Count how many lines of the listing below contain the string "blurred". Treat uppercase and lowercase as different, and reply with the number alone.

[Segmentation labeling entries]
▼
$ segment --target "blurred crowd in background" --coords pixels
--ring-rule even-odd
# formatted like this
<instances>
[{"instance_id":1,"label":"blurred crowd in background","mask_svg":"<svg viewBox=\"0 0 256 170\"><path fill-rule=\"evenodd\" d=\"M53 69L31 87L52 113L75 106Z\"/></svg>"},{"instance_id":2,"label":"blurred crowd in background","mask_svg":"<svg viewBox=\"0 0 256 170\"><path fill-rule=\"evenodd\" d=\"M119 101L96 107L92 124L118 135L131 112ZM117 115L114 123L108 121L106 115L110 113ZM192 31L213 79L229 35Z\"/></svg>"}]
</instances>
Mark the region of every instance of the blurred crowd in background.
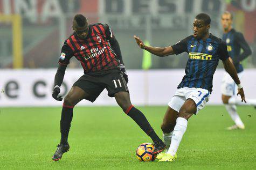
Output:
<instances>
[{"instance_id":1,"label":"blurred crowd in background","mask_svg":"<svg viewBox=\"0 0 256 170\"><path fill-rule=\"evenodd\" d=\"M252 49L244 66L255 68L256 0L0 0L0 68L57 67L61 47L73 33L73 17L82 13L90 24L108 24L126 68L141 69L144 54L134 35L152 46L172 45L192 33L194 17L204 12L211 18L210 32L222 38L221 15L226 10L233 13L233 27ZM183 68L188 60L185 53L151 57L150 69ZM71 60L70 68L79 67Z\"/></svg>"}]
</instances>

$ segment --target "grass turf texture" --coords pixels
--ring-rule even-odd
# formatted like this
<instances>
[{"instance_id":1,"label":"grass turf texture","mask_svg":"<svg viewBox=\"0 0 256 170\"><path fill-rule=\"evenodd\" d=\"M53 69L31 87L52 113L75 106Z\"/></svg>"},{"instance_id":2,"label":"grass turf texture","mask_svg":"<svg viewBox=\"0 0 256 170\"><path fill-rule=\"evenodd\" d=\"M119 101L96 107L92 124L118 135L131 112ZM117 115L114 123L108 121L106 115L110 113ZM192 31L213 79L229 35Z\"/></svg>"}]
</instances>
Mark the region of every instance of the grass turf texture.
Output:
▲
# [CORRECT RESULT]
4